• _Problem to work on_
The lines below starting at the line containing "Locate the white" and ending at the line containing "Locate the horse's tail" are to be repeated exactly, with both ends kept and nothing else added.

• _Stored items from a collection_

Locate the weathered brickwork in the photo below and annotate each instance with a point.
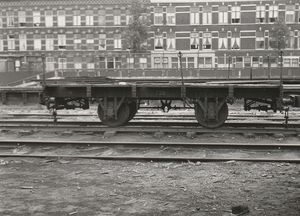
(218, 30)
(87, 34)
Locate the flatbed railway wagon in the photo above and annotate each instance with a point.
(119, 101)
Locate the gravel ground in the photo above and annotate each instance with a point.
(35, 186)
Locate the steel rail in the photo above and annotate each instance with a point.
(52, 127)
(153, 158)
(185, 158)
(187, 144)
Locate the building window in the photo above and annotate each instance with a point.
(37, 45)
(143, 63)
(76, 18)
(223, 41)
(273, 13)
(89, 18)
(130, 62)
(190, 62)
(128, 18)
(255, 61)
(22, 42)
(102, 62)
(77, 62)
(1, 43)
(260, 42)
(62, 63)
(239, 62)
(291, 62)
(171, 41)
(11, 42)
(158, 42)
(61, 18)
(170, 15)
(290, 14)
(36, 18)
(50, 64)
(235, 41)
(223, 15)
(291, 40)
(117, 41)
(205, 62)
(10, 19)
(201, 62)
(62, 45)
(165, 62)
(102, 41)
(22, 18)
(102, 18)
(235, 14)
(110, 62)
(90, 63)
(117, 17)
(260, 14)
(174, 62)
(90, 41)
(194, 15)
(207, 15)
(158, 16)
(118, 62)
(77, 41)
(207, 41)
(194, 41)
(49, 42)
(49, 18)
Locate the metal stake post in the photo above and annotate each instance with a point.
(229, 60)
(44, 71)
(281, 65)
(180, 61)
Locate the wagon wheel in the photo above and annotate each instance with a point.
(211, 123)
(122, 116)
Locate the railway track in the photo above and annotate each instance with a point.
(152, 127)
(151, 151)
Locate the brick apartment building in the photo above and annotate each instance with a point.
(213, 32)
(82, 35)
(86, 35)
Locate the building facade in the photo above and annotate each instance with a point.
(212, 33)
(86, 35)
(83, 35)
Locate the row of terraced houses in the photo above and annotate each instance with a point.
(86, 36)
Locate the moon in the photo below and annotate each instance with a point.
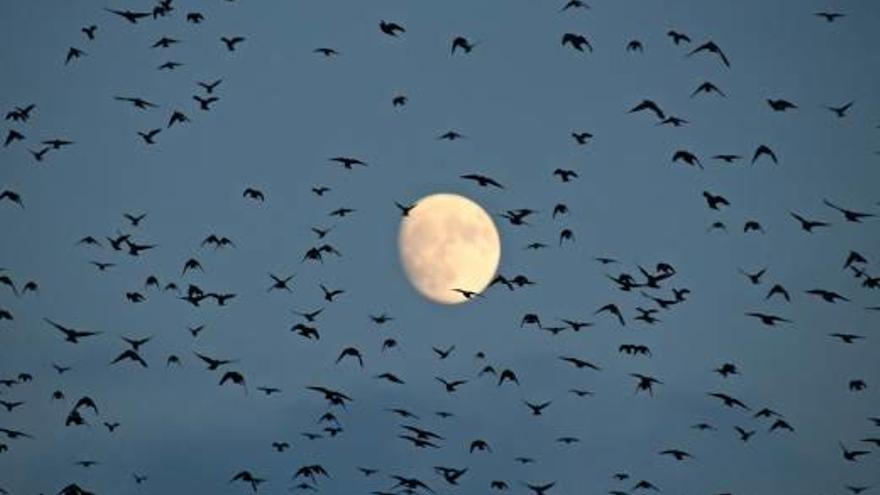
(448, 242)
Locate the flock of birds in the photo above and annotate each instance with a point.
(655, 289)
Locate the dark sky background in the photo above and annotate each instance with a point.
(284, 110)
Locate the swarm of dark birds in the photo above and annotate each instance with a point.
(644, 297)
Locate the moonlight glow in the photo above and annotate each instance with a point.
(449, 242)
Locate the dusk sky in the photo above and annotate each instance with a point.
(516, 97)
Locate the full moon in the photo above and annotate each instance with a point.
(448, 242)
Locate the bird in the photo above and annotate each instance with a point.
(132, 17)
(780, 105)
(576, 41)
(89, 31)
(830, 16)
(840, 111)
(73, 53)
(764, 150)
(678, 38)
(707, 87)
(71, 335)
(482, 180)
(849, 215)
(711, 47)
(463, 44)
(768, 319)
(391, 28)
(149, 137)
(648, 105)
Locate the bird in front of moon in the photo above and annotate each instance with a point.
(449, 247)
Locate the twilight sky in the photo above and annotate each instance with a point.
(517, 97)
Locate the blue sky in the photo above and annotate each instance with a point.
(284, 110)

---

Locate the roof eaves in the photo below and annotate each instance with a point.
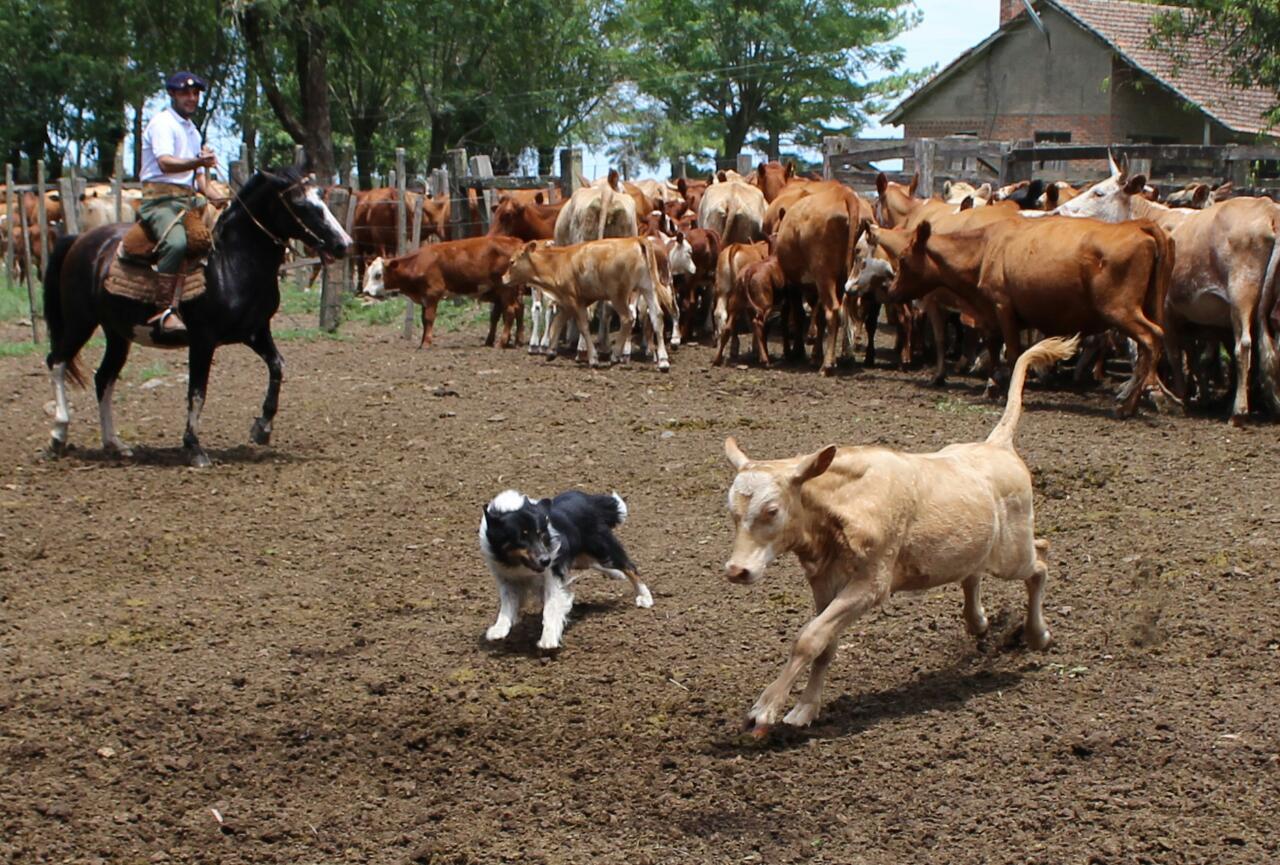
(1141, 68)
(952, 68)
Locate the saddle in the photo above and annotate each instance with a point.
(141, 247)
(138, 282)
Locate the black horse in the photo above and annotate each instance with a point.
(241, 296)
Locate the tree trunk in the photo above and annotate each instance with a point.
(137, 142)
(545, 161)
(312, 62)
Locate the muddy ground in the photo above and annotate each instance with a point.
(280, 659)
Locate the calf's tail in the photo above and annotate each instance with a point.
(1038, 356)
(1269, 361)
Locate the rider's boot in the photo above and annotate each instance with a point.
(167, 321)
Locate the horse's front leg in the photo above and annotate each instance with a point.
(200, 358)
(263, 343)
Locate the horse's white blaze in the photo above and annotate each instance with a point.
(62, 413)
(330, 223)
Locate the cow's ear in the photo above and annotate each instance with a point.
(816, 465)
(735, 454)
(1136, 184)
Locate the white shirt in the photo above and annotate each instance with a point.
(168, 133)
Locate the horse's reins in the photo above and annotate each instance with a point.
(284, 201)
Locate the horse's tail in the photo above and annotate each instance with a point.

• _Answer to this problem_
Locate the white shirt in the photo above and annotate each instance with a point.
(168, 133)
Locate the horse's reins in the photo above and annotate each instance with a point.
(284, 201)
Locate the horse's tail in the photo above and annotate each instance with a point.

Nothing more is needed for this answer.